* _Exercise description_
Rewrite the data starting at the beginning and ending with the line that contains "179, 278, 304]]", both ends included, and swap "dark" for "green" while keeping everything else unchanged.

* _Provided records_
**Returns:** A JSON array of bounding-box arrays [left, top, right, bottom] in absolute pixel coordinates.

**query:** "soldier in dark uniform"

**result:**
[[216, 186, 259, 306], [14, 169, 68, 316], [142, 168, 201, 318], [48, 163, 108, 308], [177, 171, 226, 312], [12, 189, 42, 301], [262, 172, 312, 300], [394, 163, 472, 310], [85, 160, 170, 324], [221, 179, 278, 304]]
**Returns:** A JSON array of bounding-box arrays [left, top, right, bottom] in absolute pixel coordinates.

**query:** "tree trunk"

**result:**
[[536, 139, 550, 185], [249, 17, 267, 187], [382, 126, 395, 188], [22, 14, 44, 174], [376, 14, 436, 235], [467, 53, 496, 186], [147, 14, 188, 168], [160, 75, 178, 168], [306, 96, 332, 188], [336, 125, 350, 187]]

* _Expected output_
**Returns:** A JSON array of bounding-box arrays [left, top, right, bottom] in absolute pixel coordinates.

**query:** "soldier in green uniform"

**result:**
[[216, 186, 259, 306], [14, 169, 68, 316], [142, 168, 201, 318], [48, 163, 108, 308], [177, 171, 226, 312], [12, 189, 42, 301], [262, 172, 312, 300], [394, 163, 472, 310], [85, 160, 170, 324], [221, 179, 278, 304]]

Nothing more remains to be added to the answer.